● **Page text**
=-=-=-=-=
What is the Norovirus? | Viruses

What is the Norovirus?

Norovirus is the main cause of viral diarrhoea and vomiting besides rotavirus: The virus nests in the early small intestine and causes a decline of the intestinal cells there. As a result, the intestine can no longer absorb enough water from the stool and severe diarrhoea results. However, the disease is mainly characterized by strong vomiting and violent abdominal cramps.

The symptoms last only two to three days and then disappear on their own. The disease mainly affects children shortly before school age. It can be dangerous for people who do not drink enough water to compensate for the loss because of the severe fluid loss. In this specific case it is small children and old people who, in the worst case, can “dry out”. The disease is treated purely symptomatically: people are given more fluids and an attempt is made to maintain the salt balance of the patients.

What is the hepatitis virus?

Basically, one cannot speak of “the” hepatitis virus. At least five hepatitis viruses are currently known to researchers. From hepatitis A to hepatitis E, the viruses differ both in their clinical pictures and in their danger for humans.

Even though there are several hundred thousand hepatitis sufferers in Germany, this virus is more of a problem in developing and emerging countries. In Germany, patients can be helped very well – provided they undergo medical treatment – so that the probability of dying from a hepatitis infection is very low.

  • While hepatitis A is responsible for acute inflammation in almost 99% of cases, which subsides after about a week, the two best known hepatitis types, hepatitis B and hepatitis C, are more dangerous for humans.
  • Hepatitis B is a disease that affects about 400 million people worldwide and against which a vaccination is available.

    Transmission is usually through contaminated blood and the disease can lead to liver cirrhosis in the advanced stages or, in the worst case, to liver cancer.

  • Hepatitis C affects about 170 million people worldwide and is now very treatable thanks to modern drugs. Here too, infection usually occurs through infectious blood and the disease can lead to liver cirrhosis or, in the worst case, liver cancer.
  • Hepatitis D is a so-called superinfection. It occurs almost only in combination with hepatitis B disease and can best be fought by a vaccination against hepatitis B, since the two forms are very similar in their surface characteristics.
  • Hepatitis E, similar to hepatitis A, mainly causes acute inflammation of the liver and only becomes a chronic disease to a very small extent. A vaccination is not yet available, but the disease can be cured by medication.
=-=-=-=-=
● **Extracted material**
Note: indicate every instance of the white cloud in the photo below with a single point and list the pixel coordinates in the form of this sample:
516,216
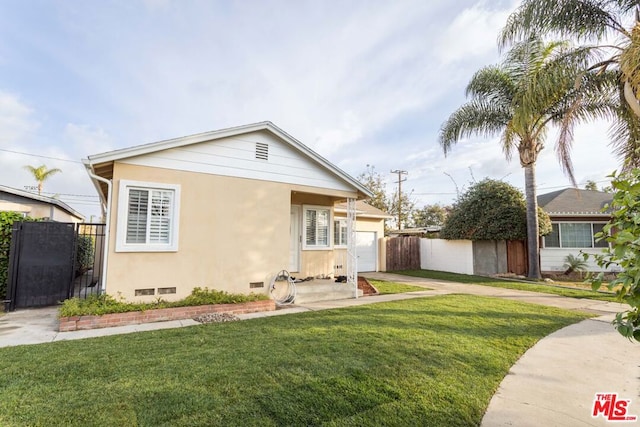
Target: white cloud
472,33
16,120
88,140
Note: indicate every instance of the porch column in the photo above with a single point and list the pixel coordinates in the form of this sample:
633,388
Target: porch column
352,258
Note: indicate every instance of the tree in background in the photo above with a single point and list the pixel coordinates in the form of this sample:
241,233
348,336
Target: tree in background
614,25
430,216
491,210
375,183
41,174
407,205
533,88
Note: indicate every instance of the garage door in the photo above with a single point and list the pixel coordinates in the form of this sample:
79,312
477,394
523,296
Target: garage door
367,250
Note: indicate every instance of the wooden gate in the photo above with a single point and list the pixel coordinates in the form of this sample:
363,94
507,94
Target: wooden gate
403,253
517,259
52,261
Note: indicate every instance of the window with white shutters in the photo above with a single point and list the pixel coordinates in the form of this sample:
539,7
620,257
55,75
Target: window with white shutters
317,227
147,217
340,232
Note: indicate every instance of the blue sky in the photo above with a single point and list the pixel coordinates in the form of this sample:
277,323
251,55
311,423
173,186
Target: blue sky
361,82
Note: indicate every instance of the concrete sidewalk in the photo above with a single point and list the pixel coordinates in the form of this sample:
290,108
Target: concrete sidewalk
553,384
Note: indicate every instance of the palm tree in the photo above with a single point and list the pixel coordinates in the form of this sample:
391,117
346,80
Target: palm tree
534,87
41,174
594,21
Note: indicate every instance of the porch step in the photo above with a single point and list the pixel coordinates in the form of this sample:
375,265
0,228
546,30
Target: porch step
321,290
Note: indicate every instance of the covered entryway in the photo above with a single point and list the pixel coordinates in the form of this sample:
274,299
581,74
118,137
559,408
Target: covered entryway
367,250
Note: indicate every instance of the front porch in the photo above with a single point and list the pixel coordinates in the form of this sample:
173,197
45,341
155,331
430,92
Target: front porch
323,290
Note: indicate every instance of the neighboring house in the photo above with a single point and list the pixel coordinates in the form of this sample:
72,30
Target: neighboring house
576,216
227,210
37,206
369,237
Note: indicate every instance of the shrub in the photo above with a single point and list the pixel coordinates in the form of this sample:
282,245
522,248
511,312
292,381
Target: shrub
621,232
6,228
104,304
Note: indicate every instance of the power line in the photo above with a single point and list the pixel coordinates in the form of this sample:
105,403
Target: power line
38,155
400,181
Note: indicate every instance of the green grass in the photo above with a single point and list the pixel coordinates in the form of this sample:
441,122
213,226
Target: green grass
384,287
507,284
428,361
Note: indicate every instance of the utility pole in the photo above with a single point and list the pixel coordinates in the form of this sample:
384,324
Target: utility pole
400,181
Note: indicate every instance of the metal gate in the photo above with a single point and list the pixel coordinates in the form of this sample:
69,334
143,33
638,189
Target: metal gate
52,261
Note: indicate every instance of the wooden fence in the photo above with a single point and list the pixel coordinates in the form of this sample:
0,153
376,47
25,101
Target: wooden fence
403,253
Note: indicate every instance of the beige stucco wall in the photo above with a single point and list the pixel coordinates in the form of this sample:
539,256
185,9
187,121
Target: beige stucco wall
365,224
233,231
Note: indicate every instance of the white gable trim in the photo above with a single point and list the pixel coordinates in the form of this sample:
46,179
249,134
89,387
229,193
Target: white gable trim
143,150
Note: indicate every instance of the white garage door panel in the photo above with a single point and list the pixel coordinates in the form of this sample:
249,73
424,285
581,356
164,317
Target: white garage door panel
367,250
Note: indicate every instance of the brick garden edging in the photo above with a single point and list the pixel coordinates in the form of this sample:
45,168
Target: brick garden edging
76,323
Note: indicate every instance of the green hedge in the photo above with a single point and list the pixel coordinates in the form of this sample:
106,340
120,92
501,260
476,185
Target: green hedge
105,304
6,227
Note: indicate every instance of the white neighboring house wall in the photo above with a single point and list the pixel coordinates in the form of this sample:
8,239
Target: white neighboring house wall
454,256
553,259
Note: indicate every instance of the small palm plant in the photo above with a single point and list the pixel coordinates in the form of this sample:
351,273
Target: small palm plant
41,174
574,263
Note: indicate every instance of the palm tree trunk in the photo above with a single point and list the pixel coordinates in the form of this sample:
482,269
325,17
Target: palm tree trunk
533,246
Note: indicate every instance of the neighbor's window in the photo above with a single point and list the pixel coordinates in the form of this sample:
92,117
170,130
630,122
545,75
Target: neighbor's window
317,221
147,217
340,232
574,235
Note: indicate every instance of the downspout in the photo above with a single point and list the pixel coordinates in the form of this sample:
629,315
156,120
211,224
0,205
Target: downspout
107,216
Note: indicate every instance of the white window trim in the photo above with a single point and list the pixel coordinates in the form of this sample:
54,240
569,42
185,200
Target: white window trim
306,247
593,239
123,201
336,244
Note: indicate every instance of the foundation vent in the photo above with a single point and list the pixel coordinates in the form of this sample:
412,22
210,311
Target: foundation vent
262,151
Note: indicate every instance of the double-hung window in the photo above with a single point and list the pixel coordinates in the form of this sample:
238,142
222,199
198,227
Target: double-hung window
148,216
317,227
340,232
574,235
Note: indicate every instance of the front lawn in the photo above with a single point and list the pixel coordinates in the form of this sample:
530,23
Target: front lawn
428,361
509,284
384,287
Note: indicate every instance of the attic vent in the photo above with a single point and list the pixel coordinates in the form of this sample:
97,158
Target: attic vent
262,151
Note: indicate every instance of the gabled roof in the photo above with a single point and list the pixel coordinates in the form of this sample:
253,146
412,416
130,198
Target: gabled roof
141,150
43,199
364,210
574,202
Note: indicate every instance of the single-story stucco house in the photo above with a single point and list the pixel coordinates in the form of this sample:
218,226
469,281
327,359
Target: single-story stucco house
37,206
576,216
228,210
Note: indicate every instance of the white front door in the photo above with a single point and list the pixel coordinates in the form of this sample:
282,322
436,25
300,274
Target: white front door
294,253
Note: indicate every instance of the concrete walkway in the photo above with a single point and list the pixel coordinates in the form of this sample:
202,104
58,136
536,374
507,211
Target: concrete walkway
553,384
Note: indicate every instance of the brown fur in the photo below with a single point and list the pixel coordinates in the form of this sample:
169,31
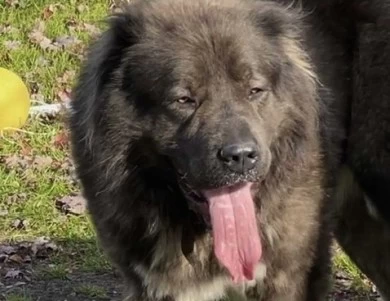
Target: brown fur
363,218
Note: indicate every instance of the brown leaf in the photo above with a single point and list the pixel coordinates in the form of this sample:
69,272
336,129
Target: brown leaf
8,250
41,162
61,140
67,77
72,204
81,8
15,161
66,41
36,36
48,11
20,224
8,29
42,247
91,29
64,96
16,258
12,3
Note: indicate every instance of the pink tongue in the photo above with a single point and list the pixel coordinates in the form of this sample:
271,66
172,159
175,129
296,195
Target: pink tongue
236,238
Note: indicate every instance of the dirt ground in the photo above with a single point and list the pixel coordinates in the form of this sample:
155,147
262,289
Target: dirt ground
84,286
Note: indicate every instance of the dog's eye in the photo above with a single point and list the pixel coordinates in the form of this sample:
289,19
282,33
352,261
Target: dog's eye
186,100
255,91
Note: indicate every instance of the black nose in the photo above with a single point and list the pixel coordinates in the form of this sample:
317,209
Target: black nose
239,157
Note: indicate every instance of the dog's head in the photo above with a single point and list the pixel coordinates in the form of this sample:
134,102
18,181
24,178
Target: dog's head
213,85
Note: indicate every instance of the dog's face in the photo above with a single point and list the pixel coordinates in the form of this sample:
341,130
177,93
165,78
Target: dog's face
214,88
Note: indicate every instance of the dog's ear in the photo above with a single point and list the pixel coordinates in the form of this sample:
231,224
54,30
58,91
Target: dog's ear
103,58
284,25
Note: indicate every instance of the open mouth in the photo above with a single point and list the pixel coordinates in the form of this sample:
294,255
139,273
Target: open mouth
230,212
196,201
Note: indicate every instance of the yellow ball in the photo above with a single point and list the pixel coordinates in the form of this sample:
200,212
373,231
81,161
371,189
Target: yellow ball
14,100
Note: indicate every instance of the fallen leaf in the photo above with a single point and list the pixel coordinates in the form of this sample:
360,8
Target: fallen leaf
12,45
41,162
81,8
48,11
61,140
15,161
16,258
64,96
20,224
12,3
42,247
8,250
92,29
66,77
16,198
36,36
72,205
8,29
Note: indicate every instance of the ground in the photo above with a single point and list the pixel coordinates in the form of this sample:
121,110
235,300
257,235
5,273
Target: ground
48,249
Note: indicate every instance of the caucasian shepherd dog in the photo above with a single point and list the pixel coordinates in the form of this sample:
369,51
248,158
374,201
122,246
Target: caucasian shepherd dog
205,137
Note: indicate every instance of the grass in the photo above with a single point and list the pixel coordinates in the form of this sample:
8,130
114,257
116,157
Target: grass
18,297
29,194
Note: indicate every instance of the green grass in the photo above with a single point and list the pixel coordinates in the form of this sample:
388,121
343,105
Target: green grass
18,297
59,271
91,291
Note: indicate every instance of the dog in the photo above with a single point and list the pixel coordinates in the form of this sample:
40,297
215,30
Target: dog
207,136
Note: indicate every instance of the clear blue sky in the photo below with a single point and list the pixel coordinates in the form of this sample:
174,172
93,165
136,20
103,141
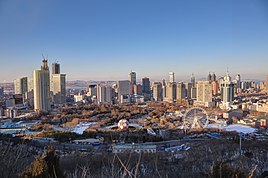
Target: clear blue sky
105,39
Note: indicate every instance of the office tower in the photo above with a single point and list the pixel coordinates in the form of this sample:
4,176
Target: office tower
227,92
215,87
104,94
123,89
146,86
58,85
193,92
137,89
55,68
181,91
209,77
170,91
1,92
42,88
213,78
193,89
92,90
58,88
146,89
21,85
267,83
101,94
171,77
132,78
188,88
157,91
204,93
193,80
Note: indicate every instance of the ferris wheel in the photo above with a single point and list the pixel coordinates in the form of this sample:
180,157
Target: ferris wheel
195,118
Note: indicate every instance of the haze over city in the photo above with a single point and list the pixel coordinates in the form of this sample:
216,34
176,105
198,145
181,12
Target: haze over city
93,40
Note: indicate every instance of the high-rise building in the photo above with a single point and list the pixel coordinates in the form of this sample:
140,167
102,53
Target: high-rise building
55,68
209,77
42,88
157,91
171,77
213,78
21,86
146,88
137,89
58,85
92,90
1,92
104,94
227,92
215,87
188,88
267,83
146,85
193,80
123,89
170,92
132,78
58,88
204,93
181,91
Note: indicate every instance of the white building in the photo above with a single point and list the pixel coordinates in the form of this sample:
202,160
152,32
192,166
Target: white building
157,91
123,89
42,88
58,88
227,92
104,94
21,85
204,93
181,91
171,77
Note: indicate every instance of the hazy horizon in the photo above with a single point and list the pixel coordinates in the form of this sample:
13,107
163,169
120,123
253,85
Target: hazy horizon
105,40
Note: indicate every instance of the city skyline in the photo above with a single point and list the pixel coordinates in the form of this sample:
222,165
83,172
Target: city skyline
93,40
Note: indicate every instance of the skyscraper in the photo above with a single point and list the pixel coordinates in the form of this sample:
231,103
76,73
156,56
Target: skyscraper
209,77
1,92
204,93
227,92
104,94
21,85
181,91
55,68
170,91
132,78
58,85
213,78
267,83
193,80
123,89
157,91
193,88
42,88
58,88
171,77
137,89
146,88
146,85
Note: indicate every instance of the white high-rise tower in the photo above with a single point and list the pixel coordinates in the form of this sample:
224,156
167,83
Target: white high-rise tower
42,88
227,92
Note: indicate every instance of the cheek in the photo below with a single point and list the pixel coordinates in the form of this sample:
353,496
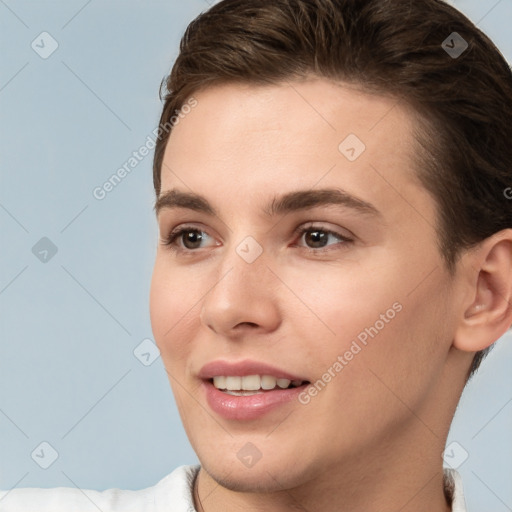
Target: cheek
172,311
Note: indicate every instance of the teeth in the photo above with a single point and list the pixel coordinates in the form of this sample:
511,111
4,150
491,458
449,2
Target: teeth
268,382
252,383
283,383
233,383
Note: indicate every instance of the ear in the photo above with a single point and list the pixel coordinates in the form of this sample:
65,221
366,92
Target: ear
488,314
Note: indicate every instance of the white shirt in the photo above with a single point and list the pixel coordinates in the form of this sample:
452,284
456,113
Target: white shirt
173,493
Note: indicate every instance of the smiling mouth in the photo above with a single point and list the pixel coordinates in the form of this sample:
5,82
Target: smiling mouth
253,384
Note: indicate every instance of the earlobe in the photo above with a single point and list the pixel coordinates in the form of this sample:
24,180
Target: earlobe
489,314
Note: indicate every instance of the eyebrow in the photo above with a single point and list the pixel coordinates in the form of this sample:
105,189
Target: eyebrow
279,205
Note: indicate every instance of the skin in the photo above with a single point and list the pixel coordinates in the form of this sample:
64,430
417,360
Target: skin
372,439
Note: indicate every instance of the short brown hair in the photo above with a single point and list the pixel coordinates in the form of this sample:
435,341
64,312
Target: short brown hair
390,47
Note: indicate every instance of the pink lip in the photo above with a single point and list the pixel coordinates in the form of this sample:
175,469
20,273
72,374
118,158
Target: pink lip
246,407
246,367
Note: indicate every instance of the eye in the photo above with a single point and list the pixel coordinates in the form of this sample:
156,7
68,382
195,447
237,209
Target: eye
190,237
318,237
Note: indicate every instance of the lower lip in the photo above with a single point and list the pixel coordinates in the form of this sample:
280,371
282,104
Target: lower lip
248,407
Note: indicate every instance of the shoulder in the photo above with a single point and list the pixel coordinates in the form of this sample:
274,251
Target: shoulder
454,490
173,493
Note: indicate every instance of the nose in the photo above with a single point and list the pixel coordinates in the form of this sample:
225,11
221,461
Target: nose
243,299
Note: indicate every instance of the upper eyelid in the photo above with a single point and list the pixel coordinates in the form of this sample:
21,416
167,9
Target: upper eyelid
177,232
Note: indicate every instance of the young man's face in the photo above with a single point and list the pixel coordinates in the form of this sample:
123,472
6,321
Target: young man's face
368,322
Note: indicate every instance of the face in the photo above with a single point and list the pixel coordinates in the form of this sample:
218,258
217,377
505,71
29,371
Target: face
345,294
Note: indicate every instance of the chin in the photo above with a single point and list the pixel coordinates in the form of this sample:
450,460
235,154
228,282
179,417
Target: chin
265,476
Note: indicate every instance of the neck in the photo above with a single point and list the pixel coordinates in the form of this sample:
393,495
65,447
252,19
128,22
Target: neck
416,486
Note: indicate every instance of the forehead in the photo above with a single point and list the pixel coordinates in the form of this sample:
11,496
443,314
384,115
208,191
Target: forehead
295,135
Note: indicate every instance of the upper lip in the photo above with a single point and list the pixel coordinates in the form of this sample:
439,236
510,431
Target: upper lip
243,368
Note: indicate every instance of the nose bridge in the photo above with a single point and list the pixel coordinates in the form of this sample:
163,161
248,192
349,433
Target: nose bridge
243,267
241,293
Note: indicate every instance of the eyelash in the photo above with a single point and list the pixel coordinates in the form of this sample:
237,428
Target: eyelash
170,240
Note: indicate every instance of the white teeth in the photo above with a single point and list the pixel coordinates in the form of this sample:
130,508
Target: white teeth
283,383
233,383
268,382
252,383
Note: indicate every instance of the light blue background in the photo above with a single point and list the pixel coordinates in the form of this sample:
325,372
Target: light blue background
68,374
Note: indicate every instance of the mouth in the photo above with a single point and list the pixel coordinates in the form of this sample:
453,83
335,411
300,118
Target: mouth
248,390
249,385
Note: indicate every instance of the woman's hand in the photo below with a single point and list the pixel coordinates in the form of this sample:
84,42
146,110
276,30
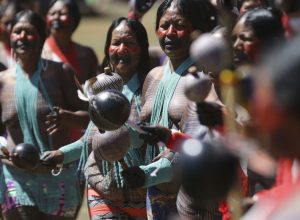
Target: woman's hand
134,177
155,134
60,118
56,120
52,158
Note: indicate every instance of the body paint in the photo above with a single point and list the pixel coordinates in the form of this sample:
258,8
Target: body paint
171,30
17,40
124,49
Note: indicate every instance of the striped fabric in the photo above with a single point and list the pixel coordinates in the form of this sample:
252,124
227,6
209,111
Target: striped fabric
101,208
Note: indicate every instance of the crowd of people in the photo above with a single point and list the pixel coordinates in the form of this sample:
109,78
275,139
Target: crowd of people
213,126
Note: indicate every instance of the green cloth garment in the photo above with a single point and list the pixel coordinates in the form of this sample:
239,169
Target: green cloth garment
26,94
164,94
157,172
43,190
133,157
72,151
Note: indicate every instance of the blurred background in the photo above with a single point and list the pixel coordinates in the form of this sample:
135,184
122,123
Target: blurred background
98,15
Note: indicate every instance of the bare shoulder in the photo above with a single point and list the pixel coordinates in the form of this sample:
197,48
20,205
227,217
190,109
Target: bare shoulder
7,75
84,50
155,73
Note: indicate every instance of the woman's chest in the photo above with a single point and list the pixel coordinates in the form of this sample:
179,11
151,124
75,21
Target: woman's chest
176,105
22,100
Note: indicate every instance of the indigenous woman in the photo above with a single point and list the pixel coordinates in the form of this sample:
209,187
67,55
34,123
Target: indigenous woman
126,53
29,94
63,18
164,101
255,32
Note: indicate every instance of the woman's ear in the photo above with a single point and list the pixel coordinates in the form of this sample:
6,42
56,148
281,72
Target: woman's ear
268,114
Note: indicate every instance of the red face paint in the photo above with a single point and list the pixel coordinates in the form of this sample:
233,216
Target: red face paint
65,19
251,50
124,49
48,20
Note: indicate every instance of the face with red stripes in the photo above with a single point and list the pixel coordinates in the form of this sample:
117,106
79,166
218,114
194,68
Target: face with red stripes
124,50
174,34
59,18
245,44
24,38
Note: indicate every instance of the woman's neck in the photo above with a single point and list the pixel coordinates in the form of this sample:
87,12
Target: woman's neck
175,63
29,65
63,41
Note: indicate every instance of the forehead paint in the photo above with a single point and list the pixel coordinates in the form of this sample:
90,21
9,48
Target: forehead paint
180,33
65,19
251,49
31,37
123,48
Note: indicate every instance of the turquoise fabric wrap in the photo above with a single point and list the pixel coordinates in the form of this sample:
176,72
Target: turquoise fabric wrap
161,171
26,94
129,90
84,152
133,157
37,189
49,193
164,94
72,151
159,115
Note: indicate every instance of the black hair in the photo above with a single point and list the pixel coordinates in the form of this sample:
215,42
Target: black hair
11,5
288,6
35,19
283,69
73,9
265,23
201,13
142,39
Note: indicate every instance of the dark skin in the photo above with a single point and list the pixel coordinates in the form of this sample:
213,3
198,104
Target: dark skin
60,87
173,34
124,51
61,25
245,44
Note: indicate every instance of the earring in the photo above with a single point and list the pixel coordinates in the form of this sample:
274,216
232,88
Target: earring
44,64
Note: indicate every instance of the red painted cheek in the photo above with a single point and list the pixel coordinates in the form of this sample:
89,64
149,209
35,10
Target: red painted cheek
15,37
124,49
66,19
133,50
251,49
184,33
112,49
48,20
33,37
161,33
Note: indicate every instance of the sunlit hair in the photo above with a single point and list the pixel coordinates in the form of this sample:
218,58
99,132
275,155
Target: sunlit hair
265,23
73,9
34,19
200,13
142,39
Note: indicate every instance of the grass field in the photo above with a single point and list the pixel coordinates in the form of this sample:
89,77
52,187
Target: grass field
92,32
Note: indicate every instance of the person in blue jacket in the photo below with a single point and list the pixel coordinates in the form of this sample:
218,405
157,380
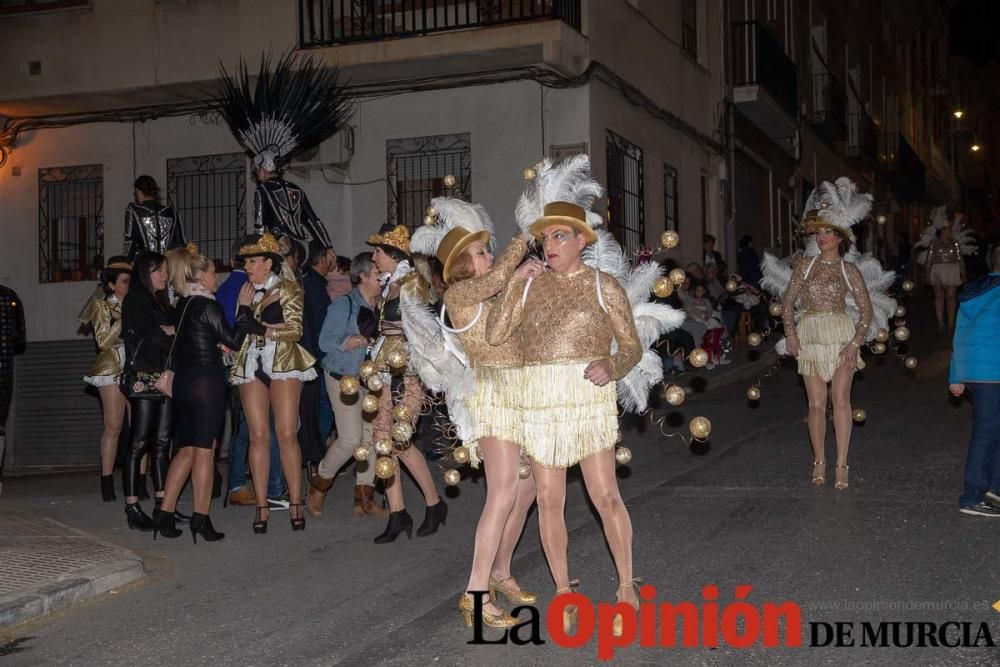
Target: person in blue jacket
975,364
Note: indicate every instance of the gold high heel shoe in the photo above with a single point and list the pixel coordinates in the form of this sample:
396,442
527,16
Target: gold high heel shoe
617,624
819,479
841,484
518,596
570,612
501,620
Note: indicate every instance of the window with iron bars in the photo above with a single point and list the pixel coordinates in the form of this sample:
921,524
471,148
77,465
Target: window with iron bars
209,195
415,172
626,194
669,197
70,223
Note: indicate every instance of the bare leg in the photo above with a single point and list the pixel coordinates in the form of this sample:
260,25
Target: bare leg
177,474
551,486
817,393
255,399
201,478
502,460
113,404
285,403
602,487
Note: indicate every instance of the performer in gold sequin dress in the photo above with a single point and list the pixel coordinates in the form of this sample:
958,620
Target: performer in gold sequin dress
825,341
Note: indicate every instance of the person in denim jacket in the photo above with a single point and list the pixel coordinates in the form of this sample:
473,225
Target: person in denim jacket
350,324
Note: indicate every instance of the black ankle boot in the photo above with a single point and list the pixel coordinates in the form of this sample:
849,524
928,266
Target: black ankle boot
142,492
163,524
201,524
437,515
398,522
107,488
137,519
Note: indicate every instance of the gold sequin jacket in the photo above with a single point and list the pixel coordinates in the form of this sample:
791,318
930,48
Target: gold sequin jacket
824,291
107,335
562,320
288,354
476,297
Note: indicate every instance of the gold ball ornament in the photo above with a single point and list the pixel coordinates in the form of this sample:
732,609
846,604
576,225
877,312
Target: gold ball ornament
397,359
674,395
349,385
623,455
670,239
374,382
698,357
461,455
402,431
663,287
700,428
385,467
402,413
383,447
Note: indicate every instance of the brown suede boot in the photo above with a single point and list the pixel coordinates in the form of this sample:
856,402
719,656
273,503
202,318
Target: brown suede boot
318,486
364,503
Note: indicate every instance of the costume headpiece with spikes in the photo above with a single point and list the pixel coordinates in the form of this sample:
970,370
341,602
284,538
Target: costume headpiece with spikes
289,108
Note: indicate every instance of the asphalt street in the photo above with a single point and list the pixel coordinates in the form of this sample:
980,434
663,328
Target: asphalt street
893,547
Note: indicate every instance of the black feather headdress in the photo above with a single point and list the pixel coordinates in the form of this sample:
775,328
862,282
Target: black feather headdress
288,109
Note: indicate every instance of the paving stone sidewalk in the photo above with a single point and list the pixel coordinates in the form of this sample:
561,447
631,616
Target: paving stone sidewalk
46,565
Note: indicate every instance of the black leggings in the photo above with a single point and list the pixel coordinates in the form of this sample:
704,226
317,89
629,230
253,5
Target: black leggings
152,424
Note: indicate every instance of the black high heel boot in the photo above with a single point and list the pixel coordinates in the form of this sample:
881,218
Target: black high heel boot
108,488
137,519
437,515
163,524
201,524
398,522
=-=-=-=-=
● **Problem statement**
According to the page on norovirus and hepatitis, about how many people worldwide does hepatitis C affect?

● **Answer to this exercise**
About 170 million people.